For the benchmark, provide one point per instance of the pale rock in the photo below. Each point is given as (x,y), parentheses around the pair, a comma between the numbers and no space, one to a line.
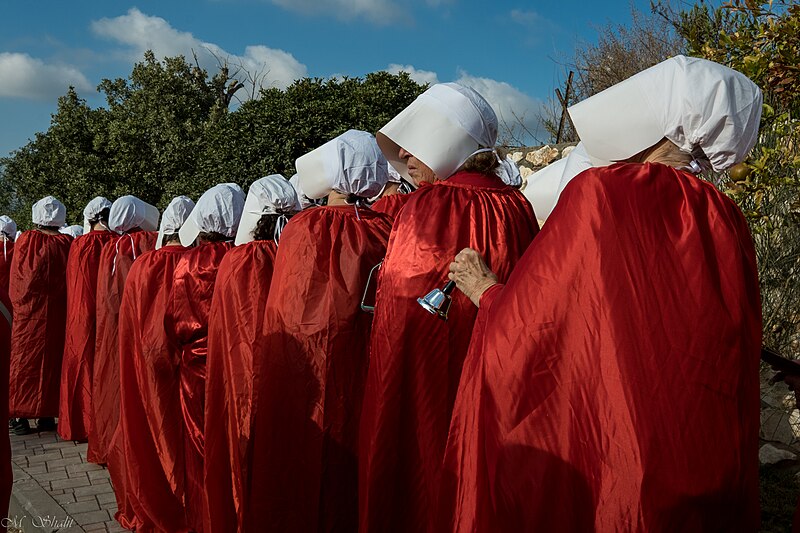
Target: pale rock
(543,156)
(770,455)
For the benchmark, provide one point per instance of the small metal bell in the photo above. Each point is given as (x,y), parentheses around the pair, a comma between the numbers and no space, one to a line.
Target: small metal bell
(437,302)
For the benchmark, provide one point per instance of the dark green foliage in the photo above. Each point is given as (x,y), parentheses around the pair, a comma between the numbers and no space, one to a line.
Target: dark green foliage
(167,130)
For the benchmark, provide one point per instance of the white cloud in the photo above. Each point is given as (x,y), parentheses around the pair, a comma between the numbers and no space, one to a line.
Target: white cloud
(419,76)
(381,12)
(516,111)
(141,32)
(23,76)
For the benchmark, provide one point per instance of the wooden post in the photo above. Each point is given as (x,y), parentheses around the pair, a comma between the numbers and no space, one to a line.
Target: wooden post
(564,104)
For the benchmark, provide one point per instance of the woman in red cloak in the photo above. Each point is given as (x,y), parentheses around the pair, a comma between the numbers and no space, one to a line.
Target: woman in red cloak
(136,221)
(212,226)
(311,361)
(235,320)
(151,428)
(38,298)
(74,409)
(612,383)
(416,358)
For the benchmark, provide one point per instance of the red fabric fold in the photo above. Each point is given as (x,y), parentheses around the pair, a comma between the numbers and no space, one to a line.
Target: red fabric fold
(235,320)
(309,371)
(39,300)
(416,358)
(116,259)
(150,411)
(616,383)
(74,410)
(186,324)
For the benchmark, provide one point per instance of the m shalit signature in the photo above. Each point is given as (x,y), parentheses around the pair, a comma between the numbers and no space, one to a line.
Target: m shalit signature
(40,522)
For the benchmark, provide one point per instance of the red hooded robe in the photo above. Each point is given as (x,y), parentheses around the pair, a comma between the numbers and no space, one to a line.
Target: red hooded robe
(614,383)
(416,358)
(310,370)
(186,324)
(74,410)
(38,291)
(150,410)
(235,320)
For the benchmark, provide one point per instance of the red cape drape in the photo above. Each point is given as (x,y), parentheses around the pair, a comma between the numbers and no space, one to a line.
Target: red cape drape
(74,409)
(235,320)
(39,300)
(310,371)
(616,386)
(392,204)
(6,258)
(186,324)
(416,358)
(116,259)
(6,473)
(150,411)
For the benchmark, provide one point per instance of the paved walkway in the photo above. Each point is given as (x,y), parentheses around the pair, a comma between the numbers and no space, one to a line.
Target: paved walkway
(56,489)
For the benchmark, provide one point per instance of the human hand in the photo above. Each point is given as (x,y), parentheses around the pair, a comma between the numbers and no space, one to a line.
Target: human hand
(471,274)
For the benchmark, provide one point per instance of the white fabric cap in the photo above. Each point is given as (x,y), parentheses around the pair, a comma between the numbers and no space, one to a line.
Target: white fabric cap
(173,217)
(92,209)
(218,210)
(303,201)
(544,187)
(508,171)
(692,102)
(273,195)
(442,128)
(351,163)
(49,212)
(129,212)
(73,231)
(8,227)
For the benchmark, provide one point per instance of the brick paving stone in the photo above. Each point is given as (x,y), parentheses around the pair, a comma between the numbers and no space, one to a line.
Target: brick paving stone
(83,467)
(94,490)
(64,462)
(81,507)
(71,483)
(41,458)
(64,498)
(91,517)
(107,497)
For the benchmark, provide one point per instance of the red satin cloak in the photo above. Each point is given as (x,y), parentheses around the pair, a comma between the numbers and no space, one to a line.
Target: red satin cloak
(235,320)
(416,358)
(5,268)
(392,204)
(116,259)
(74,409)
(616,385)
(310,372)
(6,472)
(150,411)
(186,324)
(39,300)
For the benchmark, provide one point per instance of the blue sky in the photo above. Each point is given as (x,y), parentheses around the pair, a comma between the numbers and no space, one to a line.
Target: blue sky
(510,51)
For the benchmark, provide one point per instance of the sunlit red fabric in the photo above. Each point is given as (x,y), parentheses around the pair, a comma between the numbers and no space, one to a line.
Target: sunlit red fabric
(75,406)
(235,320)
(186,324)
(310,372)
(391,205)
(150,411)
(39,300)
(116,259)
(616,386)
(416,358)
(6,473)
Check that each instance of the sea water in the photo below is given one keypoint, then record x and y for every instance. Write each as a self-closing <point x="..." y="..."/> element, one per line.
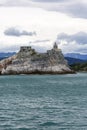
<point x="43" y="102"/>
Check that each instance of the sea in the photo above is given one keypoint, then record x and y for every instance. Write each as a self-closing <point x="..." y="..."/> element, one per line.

+++

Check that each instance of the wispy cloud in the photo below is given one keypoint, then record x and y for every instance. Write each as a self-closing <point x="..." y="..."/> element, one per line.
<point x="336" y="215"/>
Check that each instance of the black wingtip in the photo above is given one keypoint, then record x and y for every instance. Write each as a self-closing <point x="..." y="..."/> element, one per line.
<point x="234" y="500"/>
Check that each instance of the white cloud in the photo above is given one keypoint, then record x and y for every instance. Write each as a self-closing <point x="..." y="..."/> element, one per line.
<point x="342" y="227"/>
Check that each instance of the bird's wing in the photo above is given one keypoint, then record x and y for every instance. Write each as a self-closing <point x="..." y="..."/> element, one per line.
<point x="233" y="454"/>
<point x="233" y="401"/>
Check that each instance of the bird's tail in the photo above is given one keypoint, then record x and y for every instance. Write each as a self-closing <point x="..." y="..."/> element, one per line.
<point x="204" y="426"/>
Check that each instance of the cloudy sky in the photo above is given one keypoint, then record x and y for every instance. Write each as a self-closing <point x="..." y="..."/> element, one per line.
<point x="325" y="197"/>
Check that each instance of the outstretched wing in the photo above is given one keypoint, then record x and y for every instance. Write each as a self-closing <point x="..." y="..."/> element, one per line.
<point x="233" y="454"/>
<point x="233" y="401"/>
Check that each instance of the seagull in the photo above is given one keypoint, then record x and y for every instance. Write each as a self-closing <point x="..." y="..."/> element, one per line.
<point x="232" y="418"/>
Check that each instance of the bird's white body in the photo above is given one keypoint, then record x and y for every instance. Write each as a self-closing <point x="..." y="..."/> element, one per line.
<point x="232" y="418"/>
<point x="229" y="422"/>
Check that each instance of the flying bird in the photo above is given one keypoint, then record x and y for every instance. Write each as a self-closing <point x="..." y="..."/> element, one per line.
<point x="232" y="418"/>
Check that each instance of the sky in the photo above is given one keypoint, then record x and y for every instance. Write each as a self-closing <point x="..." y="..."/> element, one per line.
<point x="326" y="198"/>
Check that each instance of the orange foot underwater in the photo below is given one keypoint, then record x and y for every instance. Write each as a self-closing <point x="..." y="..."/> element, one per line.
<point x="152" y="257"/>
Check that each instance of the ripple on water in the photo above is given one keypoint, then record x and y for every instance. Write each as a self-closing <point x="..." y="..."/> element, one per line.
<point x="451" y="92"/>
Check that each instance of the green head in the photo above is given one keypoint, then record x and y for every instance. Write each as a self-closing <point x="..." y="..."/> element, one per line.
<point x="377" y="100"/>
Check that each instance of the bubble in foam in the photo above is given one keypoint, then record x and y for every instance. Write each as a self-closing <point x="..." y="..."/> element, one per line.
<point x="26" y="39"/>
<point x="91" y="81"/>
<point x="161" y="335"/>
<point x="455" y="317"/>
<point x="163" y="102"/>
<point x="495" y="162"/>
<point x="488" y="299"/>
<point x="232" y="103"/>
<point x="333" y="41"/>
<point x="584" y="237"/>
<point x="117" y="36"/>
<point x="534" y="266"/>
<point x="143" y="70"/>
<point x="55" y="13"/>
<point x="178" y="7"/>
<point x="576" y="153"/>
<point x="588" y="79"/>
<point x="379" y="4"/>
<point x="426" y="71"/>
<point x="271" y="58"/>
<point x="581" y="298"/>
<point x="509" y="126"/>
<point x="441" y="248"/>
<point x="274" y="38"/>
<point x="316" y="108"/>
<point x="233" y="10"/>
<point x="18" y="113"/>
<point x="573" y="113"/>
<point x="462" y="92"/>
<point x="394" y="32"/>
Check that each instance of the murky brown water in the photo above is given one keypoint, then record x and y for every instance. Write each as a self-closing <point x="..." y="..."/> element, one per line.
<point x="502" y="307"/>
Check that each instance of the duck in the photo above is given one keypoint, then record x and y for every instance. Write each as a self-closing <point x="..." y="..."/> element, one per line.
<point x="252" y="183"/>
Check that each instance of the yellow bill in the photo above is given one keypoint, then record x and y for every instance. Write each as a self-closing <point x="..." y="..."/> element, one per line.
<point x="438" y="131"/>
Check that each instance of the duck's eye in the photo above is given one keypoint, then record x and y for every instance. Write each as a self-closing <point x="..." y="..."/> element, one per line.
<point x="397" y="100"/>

+++

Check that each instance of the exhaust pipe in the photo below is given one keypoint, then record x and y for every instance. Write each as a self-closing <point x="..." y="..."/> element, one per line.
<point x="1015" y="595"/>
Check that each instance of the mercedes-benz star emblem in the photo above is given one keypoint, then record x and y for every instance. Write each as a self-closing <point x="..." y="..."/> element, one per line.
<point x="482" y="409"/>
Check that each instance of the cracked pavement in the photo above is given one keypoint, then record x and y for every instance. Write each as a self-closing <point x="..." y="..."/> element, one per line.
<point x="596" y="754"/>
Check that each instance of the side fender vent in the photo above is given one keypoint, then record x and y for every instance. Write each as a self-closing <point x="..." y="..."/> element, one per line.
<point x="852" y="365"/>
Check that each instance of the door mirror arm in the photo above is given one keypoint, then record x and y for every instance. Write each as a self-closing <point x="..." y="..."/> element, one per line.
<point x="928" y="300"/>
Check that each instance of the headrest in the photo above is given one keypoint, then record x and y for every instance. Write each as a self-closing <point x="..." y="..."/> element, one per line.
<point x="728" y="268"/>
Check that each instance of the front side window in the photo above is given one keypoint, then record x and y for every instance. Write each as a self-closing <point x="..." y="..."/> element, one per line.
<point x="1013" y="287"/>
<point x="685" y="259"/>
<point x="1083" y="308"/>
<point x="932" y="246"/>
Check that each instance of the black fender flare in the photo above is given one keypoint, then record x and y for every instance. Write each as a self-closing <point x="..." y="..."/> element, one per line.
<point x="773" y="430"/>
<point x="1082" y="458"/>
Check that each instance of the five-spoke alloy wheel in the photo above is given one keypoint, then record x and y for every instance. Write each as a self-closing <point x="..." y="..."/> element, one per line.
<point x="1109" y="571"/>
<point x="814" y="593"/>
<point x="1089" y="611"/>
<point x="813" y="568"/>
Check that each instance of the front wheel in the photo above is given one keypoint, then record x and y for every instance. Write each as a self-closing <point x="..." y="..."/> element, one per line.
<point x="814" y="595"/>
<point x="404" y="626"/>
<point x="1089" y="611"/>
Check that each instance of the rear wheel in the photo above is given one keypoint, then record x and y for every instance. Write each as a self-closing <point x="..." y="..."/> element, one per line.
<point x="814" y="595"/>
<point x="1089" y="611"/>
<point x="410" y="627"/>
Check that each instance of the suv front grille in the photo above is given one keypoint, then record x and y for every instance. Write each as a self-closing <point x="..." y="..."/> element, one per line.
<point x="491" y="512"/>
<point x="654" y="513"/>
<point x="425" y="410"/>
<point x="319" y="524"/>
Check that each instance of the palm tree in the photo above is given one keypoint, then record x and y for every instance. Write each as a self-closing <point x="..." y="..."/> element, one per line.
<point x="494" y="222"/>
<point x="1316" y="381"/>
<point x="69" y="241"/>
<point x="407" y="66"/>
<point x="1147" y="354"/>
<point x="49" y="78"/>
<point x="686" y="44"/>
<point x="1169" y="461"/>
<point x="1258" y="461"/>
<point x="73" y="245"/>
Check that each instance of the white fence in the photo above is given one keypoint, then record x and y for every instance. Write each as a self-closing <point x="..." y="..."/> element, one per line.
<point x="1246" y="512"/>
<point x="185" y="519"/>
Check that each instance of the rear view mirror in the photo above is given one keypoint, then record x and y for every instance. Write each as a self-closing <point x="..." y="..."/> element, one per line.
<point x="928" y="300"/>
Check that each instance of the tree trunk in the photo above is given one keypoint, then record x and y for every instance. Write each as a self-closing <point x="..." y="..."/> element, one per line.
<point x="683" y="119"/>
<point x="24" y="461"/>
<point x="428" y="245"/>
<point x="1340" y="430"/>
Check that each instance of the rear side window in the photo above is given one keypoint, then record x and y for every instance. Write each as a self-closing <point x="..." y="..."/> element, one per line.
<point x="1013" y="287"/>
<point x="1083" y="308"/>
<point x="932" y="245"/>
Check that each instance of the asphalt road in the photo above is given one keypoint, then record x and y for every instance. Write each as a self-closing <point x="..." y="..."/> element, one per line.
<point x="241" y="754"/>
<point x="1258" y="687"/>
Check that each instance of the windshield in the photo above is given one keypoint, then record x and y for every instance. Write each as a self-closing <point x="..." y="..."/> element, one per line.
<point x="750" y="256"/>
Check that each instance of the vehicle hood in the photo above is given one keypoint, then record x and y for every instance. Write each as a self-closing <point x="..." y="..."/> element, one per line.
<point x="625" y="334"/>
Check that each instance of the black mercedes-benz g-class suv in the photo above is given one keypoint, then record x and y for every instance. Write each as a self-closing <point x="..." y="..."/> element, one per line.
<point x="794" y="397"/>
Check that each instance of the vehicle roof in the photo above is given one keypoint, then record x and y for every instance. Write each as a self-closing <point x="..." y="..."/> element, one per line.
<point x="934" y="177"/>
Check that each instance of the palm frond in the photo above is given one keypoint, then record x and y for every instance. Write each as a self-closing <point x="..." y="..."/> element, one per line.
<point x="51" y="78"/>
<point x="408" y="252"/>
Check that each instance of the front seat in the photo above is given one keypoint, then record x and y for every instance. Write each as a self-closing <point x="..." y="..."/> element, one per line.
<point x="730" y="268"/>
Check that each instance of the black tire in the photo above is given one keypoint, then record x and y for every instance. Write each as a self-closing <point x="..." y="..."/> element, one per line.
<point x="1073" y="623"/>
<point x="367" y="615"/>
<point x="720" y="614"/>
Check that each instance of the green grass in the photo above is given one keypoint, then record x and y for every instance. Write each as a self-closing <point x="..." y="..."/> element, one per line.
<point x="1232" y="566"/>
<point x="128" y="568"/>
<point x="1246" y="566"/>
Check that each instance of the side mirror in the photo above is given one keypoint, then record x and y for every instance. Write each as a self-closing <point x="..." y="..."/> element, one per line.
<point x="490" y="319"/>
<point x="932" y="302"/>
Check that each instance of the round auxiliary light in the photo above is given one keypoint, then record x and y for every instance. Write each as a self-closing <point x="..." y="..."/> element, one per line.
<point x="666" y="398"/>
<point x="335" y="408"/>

+++

• **A fazer**
Reúna dos dados acima todas as linhas em que aparece a palavra "cape". Copie cada uma sem alterações.

• **Resposta esperada**
For the benchmark, provide one point per instance of the red cape drape in the photo above. Each point is given as (x,y), parentheses around the pair, a comma between the numbers and no space, one to a line.
Target: red cape drape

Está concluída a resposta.